Material to process -
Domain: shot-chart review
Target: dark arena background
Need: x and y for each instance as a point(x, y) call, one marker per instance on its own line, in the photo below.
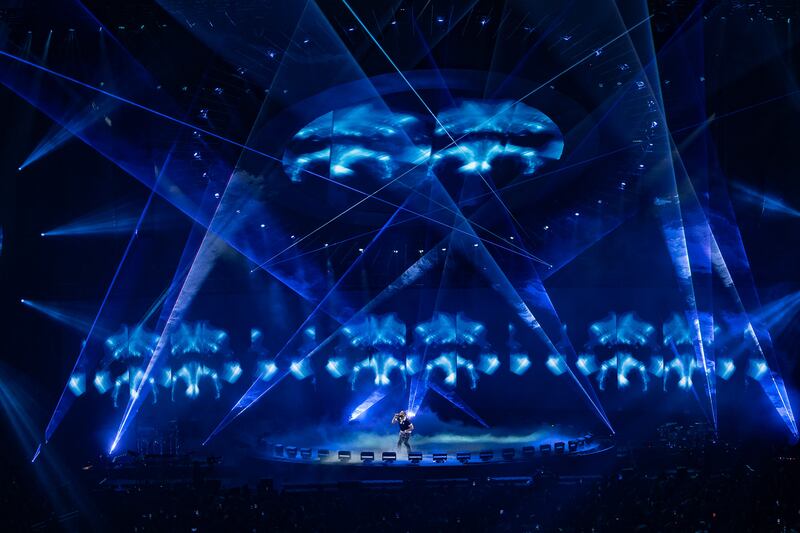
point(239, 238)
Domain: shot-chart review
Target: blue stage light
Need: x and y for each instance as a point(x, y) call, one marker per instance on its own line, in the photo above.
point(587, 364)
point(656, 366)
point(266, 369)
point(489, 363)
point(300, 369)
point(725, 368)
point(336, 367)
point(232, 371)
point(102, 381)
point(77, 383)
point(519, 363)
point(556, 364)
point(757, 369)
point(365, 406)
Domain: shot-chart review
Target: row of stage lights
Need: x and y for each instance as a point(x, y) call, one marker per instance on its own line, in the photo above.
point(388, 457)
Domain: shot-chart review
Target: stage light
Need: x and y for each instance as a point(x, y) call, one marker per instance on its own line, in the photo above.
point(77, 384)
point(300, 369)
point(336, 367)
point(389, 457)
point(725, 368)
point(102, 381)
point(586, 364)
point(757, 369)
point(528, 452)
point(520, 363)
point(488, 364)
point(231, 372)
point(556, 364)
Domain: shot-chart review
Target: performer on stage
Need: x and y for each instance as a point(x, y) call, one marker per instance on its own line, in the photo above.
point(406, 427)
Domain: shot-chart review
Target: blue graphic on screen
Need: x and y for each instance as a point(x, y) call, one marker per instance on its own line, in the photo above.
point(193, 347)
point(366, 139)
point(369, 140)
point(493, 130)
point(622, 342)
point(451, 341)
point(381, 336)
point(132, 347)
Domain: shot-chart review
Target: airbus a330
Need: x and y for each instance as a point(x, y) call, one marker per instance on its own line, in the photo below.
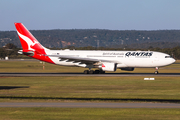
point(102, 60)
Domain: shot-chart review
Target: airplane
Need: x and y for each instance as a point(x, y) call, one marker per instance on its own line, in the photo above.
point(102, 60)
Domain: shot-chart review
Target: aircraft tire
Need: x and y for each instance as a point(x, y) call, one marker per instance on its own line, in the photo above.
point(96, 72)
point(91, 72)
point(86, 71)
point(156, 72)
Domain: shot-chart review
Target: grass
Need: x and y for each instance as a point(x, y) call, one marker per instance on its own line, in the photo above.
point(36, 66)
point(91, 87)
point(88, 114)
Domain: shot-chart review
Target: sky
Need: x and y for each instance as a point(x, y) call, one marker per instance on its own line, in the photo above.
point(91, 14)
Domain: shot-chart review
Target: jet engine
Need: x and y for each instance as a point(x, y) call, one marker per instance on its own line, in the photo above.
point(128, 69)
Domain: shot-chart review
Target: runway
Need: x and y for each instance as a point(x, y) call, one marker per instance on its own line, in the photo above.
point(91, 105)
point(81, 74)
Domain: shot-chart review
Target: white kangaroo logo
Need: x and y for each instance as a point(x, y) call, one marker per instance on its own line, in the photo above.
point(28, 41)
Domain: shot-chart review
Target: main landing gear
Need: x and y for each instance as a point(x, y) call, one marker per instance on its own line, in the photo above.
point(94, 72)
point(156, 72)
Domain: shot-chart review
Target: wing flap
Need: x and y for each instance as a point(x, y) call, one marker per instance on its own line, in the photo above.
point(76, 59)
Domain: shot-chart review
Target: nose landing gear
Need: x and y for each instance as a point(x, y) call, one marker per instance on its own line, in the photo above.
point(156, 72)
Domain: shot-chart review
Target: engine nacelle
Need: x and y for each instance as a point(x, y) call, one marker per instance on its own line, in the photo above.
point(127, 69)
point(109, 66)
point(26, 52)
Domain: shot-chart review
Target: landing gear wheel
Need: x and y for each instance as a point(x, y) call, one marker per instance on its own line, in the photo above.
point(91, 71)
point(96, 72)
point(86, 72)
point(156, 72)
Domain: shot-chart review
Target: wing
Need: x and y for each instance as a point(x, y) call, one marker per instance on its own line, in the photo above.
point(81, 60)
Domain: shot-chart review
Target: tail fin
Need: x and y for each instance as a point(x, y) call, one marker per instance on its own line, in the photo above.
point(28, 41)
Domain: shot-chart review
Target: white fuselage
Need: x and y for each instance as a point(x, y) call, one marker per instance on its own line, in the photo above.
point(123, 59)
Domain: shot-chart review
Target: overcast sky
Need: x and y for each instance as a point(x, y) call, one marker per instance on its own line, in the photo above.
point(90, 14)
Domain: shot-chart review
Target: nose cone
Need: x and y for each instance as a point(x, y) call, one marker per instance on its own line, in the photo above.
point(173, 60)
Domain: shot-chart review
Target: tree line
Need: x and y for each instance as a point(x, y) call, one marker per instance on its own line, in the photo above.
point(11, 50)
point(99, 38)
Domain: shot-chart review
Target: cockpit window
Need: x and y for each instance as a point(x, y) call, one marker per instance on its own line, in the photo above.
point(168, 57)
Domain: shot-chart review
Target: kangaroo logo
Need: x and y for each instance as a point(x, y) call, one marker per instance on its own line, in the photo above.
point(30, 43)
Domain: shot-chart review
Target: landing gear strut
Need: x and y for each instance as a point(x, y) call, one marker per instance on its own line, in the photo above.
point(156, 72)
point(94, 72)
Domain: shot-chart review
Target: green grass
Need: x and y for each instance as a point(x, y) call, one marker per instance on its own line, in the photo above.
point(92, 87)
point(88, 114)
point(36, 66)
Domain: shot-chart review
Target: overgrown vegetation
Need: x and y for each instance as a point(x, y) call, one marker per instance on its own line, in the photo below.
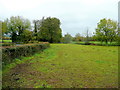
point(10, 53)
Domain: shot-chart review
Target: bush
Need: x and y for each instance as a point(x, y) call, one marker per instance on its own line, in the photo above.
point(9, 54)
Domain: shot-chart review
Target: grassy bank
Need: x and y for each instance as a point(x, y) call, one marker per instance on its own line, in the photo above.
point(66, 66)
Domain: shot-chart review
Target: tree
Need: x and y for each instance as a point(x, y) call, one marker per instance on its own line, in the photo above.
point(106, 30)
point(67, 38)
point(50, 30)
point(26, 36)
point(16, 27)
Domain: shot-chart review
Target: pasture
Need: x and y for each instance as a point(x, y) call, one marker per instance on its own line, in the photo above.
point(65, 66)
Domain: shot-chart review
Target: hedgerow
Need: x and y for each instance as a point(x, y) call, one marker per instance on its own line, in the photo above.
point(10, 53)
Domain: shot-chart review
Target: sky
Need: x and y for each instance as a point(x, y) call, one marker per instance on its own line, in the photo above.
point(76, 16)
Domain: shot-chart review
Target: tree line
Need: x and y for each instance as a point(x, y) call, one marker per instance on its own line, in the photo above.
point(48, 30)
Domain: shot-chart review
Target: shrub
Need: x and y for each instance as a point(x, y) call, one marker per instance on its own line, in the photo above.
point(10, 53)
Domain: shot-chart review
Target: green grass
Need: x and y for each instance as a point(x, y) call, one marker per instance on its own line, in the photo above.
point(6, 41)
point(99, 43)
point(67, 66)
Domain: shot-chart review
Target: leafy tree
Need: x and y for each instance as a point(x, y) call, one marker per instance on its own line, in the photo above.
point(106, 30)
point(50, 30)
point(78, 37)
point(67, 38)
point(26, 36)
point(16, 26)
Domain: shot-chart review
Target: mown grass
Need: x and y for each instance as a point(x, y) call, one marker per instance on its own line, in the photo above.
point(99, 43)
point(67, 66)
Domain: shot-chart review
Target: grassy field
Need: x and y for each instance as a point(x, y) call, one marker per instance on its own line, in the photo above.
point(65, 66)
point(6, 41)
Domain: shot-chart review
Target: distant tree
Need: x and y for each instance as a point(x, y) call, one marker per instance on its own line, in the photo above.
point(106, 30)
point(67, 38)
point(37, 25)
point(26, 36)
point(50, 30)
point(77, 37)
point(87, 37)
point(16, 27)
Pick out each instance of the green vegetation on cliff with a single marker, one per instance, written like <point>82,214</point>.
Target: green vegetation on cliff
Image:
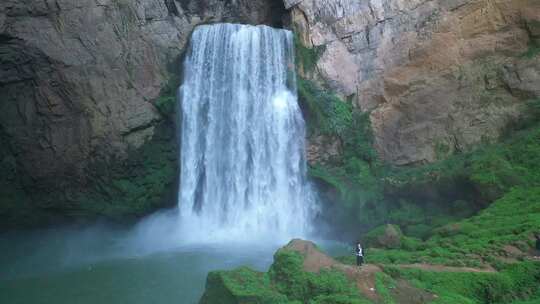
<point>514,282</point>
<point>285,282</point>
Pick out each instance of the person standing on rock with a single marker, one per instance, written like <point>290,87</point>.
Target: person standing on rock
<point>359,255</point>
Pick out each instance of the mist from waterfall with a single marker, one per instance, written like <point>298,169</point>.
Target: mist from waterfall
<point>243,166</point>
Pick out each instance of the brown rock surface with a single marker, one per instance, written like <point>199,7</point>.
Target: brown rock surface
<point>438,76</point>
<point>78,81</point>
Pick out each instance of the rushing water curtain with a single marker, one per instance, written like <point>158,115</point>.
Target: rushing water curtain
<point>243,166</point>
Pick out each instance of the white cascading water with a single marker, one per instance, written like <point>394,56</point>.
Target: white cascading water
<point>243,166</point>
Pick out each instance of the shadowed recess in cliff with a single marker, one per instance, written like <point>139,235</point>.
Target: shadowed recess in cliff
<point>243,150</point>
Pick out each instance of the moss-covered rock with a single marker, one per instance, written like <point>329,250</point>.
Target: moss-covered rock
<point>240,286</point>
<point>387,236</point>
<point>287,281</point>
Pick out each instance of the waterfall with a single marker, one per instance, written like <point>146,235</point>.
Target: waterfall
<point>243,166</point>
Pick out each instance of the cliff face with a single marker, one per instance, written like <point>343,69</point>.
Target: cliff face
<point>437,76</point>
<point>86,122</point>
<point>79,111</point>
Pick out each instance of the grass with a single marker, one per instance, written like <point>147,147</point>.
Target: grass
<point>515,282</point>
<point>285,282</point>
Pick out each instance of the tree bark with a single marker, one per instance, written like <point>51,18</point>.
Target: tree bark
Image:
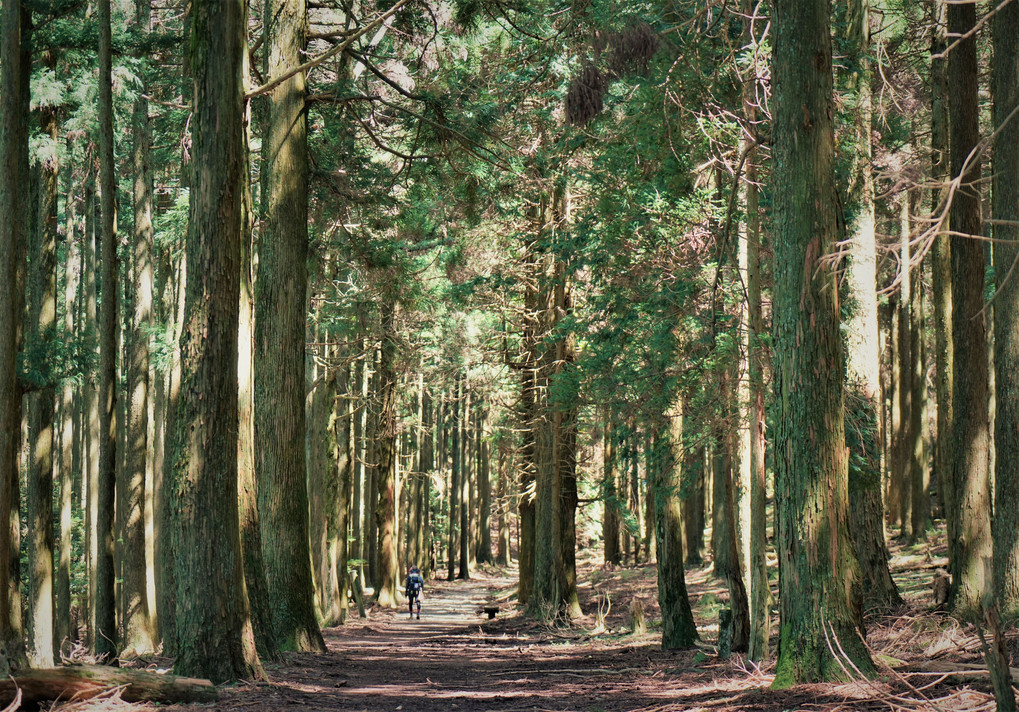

--

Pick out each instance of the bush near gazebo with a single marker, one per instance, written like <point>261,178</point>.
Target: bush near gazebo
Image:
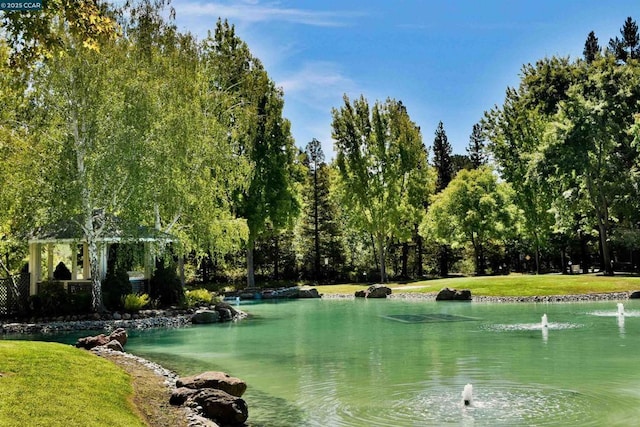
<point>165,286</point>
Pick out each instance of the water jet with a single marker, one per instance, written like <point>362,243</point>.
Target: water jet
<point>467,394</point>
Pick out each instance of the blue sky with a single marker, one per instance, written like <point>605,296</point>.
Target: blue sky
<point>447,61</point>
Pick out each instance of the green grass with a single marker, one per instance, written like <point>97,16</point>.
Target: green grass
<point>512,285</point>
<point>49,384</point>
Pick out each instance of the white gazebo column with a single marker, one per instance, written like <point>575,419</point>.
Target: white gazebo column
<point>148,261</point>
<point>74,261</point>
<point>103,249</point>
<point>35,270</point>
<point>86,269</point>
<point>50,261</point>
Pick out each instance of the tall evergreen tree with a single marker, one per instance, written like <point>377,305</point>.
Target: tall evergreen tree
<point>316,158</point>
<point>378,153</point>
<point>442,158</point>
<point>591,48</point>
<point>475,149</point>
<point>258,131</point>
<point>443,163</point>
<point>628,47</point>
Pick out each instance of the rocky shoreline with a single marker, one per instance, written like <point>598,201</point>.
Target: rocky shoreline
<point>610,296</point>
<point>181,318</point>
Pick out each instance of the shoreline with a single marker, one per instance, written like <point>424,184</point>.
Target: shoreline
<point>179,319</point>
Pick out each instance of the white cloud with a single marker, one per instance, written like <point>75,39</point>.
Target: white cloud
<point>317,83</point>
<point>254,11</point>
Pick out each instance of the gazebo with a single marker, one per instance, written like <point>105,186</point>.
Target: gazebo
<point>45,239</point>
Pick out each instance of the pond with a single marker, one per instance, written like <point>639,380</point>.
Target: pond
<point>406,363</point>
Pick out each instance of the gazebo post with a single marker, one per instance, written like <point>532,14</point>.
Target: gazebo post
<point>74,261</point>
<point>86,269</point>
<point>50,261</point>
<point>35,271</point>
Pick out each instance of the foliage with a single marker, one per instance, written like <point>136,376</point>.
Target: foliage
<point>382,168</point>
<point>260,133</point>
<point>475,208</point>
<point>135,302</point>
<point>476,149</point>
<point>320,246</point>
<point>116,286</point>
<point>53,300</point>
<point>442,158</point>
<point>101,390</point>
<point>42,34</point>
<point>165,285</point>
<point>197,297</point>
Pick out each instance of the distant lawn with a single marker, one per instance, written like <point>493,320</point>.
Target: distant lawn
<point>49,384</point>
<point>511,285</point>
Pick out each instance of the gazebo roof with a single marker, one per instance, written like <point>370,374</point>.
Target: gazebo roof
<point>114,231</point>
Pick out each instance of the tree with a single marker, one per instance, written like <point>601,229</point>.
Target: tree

---

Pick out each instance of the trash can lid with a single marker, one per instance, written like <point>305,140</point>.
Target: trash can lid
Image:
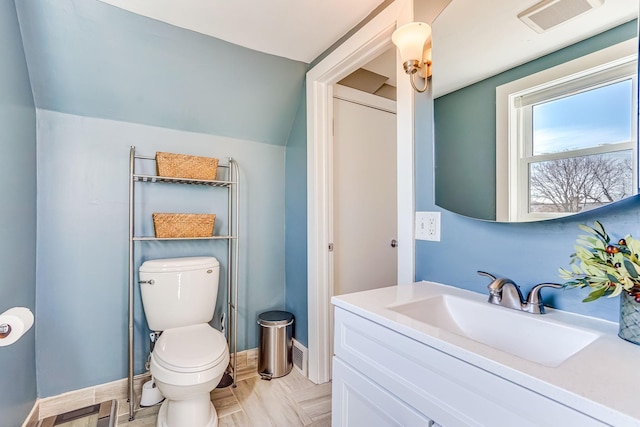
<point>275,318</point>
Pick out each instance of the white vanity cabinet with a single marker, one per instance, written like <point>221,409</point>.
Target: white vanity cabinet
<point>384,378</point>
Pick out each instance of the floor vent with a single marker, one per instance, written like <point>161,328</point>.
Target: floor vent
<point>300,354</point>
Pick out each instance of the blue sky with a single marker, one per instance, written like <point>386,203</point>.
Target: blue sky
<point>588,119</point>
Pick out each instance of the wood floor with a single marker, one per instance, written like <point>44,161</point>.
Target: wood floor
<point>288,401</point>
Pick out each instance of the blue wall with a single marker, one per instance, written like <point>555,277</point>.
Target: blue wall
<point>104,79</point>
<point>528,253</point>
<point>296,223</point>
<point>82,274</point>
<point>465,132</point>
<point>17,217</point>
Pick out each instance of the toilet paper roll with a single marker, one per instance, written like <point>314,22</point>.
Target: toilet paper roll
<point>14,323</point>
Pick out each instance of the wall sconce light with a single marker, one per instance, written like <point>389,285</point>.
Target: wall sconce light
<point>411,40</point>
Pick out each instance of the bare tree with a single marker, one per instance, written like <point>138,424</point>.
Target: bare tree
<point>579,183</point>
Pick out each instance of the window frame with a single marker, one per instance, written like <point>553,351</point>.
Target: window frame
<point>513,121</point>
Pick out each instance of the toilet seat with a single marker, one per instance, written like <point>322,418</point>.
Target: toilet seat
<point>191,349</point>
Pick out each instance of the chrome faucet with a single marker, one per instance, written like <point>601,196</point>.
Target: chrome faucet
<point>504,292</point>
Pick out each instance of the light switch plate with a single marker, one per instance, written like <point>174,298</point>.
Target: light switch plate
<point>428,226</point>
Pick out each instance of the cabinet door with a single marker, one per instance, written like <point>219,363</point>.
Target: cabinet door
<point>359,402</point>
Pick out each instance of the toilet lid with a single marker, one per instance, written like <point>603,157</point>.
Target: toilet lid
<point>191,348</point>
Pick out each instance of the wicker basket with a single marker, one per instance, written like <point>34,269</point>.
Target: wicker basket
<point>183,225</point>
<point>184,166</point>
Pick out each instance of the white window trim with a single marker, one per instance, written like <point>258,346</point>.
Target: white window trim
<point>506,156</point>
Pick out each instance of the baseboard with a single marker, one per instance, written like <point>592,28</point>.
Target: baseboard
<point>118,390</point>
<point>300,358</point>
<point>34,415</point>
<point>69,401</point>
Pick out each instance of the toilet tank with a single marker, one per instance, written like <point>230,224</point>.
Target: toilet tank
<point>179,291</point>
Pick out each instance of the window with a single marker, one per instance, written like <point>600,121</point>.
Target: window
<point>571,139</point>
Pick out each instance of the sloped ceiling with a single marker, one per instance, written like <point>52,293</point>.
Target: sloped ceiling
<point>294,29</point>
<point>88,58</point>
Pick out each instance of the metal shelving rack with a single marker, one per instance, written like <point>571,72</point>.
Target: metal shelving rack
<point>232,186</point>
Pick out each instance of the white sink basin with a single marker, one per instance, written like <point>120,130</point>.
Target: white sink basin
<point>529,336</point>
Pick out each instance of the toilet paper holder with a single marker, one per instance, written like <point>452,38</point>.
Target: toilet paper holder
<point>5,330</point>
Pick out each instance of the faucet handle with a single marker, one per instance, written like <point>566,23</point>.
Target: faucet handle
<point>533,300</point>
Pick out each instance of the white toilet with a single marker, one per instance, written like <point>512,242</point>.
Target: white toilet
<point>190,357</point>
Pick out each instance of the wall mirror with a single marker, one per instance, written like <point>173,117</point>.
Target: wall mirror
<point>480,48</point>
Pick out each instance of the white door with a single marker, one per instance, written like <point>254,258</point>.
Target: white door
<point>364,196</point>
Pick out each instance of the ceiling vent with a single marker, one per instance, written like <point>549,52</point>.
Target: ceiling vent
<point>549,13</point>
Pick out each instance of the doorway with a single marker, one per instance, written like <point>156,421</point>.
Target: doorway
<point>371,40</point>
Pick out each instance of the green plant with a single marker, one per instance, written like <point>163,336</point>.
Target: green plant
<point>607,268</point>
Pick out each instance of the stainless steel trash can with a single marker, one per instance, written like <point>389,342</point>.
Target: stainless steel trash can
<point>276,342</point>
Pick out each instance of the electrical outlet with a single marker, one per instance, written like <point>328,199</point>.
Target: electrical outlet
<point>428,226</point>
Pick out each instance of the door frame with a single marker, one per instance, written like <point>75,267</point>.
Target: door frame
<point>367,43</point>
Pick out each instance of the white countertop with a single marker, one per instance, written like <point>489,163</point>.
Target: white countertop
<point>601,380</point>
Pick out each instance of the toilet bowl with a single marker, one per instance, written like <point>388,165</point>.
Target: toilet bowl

What you should do - Your task for the entries above: copy exactly the span starting with the line with "Target: white vanity cabinet" and going on through the line with "Pick out each instance of the light", both lines included, and nothing else.

Completed task -
Target: white vanity cabinet
<point>384,378</point>
Pick out each instance of the floor vent with a single marker, one per instance, written like <point>161,328</point>.
Target: floor vent
<point>300,354</point>
Pick out each instance of the blue sky with a single marker, one per instance, written like <point>386,203</point>.
Target: blue sky
<point>588,119</point>
Pick out each instance of the wood floor with a single marker, one per instance, written like <point>44,161</point>.
Target: wood floor
<point>288,401</point>
Pick out each instance of the blue wall with a single marker, one per instance, written like <point>555,277</point>.
Target: blue wall
<point>104,79</point>
<point>528,253</point>
<point>296,223</point>
<point>82,274</point>
<point>465,132</point>
<point>17,217</point>
Pick out each instance of the toilet paper roll with a single marker, one per instance, written like <point>314,22</point>.
Target: toilet paper roll
<point>14,323</point>
Pick out each instance of the wall sconce light with a single marker, one per instance, written like <point>389,285</point>.
Target: wall sconce light
<point>411,40</point>
Pick out each instance of the bare tree with a single marker, one per instance, written like <point>138,424</point>.
Target: bare tree
<point>579,183</point>
Pick out each instance of the window frame with a single marker, one per instance, written like <point>553,351</point>.
Target: window frame
<point>513,121</point>
Pick out each instance of the toilet seat with a single marker, one per instance, written like <point>322,418</point>.
Target: toilet seat
<point>191,349</point>
Pick out each instance of the chrome faucet with a single marker, one per instance, written like <point>601,196</point>.
Target: chrome faucet
<point>504,292</point>
Pick out each instance of the light switch plate with a single marker, one per instance, written like <point>174,298</point>.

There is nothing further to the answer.